===== DATA IN THIS EXERCISE =====

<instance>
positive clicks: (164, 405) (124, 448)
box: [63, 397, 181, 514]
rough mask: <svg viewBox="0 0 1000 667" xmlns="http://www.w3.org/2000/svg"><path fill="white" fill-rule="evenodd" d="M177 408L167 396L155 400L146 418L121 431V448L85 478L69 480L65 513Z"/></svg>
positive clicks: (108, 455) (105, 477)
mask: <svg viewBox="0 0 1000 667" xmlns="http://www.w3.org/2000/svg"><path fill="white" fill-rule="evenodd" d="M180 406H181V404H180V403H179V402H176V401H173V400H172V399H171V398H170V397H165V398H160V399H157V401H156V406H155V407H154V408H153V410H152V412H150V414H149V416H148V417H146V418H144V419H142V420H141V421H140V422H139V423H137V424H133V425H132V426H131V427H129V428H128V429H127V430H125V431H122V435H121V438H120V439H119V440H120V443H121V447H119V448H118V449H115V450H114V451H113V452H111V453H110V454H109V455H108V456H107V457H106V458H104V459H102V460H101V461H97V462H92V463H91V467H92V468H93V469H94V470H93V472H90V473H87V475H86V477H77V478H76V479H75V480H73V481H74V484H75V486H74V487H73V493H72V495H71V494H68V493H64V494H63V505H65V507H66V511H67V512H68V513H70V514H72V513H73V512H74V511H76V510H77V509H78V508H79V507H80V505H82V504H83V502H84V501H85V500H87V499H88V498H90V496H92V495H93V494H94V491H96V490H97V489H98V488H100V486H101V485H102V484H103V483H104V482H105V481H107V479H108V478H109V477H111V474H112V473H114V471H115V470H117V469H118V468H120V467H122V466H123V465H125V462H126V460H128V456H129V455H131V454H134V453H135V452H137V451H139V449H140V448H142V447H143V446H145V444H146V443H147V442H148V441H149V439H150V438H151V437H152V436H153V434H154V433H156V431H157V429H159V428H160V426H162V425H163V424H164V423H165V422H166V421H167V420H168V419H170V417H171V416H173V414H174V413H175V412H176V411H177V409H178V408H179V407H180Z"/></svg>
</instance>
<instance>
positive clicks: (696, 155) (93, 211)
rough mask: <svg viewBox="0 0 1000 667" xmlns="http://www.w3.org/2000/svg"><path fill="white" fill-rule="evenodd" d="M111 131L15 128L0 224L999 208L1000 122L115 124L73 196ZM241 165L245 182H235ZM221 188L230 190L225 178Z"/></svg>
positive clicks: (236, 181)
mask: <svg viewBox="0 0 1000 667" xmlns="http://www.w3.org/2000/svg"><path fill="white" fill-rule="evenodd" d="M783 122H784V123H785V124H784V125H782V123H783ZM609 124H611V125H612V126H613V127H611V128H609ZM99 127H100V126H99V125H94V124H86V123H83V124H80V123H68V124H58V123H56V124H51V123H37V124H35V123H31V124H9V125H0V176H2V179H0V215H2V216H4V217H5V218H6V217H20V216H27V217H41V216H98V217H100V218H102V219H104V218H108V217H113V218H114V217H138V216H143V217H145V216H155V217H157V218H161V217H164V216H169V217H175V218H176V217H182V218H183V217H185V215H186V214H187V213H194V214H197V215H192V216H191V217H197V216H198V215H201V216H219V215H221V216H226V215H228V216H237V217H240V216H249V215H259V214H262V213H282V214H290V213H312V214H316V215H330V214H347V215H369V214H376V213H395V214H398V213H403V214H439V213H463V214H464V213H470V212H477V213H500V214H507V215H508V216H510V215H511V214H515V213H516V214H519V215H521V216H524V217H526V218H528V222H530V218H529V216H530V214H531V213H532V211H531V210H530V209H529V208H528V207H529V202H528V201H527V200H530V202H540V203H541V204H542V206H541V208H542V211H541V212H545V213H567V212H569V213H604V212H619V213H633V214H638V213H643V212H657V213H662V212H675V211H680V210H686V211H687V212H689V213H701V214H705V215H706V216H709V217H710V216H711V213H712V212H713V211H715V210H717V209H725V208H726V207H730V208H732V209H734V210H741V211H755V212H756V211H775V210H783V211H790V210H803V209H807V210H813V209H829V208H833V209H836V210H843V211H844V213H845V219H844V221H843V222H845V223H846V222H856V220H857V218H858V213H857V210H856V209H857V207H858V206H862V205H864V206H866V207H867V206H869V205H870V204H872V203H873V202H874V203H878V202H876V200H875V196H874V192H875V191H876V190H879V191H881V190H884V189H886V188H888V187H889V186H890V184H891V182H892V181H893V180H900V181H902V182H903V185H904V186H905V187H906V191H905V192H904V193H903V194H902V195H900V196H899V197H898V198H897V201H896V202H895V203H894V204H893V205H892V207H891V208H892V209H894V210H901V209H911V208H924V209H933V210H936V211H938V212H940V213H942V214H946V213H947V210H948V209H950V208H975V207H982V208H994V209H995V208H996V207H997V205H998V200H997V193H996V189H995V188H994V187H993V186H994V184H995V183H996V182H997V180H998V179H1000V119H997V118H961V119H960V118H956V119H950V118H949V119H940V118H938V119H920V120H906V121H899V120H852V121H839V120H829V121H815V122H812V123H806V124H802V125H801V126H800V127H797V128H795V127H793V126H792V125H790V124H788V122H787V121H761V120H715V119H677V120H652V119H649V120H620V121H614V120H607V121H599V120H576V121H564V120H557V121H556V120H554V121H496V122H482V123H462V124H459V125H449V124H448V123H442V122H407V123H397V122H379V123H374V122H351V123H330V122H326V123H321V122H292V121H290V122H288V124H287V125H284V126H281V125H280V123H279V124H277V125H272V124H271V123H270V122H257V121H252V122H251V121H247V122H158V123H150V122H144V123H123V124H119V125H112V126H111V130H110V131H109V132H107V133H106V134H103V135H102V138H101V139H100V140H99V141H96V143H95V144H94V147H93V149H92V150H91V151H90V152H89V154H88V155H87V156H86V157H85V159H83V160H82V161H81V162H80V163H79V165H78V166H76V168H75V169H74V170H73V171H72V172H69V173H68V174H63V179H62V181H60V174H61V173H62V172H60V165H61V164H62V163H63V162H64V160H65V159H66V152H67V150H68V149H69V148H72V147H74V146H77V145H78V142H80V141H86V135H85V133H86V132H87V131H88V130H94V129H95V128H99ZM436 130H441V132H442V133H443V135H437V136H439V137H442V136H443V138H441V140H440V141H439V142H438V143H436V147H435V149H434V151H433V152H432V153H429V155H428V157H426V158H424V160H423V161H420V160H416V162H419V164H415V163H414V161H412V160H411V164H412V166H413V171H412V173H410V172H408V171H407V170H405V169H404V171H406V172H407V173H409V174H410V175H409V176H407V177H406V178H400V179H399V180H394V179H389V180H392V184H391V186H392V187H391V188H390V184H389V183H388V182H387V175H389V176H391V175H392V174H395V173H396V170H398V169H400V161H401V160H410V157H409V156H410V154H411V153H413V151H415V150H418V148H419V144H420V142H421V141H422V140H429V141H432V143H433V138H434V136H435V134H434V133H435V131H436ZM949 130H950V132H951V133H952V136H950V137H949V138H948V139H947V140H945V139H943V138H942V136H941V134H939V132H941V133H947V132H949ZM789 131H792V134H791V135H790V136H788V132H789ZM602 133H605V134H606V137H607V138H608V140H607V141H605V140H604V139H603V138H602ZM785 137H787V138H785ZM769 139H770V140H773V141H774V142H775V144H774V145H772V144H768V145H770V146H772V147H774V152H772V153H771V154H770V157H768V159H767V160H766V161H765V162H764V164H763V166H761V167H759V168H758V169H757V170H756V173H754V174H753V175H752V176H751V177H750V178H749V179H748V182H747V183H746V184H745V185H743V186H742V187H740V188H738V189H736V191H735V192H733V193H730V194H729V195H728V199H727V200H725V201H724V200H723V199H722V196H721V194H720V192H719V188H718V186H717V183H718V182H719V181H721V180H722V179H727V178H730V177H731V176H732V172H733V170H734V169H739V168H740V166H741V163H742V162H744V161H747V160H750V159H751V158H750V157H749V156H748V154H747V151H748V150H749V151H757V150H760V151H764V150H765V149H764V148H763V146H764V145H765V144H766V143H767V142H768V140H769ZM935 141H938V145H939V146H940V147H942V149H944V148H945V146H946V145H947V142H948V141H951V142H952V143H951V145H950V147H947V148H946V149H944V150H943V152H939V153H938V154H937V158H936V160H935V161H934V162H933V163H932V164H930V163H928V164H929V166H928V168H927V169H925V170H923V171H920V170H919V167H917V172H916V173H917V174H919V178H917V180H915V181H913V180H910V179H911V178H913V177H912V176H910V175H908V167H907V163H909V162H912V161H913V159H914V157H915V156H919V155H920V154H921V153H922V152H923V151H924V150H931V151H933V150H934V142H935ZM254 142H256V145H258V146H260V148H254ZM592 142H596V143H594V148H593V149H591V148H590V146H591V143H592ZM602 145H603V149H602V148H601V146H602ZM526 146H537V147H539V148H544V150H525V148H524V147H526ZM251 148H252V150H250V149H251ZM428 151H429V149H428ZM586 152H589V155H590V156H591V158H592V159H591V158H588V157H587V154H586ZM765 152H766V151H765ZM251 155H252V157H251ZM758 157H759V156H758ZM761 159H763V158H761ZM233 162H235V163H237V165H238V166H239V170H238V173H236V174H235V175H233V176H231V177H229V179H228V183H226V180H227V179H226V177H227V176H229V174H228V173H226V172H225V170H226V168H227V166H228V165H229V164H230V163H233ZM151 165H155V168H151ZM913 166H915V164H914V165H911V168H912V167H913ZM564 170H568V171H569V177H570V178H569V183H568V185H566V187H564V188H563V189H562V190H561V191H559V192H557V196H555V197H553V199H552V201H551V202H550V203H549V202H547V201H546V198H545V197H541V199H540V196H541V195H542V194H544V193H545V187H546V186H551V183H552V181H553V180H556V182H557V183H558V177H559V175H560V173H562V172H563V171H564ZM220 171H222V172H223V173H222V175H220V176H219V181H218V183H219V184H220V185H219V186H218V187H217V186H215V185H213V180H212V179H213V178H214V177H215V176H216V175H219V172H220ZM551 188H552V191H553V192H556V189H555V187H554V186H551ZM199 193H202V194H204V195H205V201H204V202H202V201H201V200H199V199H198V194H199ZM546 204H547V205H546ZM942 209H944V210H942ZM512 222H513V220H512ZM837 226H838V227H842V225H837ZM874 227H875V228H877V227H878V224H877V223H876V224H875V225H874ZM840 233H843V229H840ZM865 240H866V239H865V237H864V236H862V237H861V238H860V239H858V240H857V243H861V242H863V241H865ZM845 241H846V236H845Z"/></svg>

=====

### YOUR INSTRUCTIONS
Go to the line in the material above that contains "positive clicks: (696, 155) (93, 211)" and copy exactly from there through the line that contains "131L15 128L0 224L999", stopping after it.

### REPLY TO THE EXERCISE
positive clicks: (696, 155) (93, 211)
rough mask: <svg viewBox="0 0 1000 667" xmlns="http://www.w3.org/2000/svg"><path fill="white" fill-rule="evenodd" d="M111 131L15 128L0 224L999 208L1000 122L115 124L73 196ZM241 165L245 182H235ZM221 188L230 190L225 178Z"/></svg>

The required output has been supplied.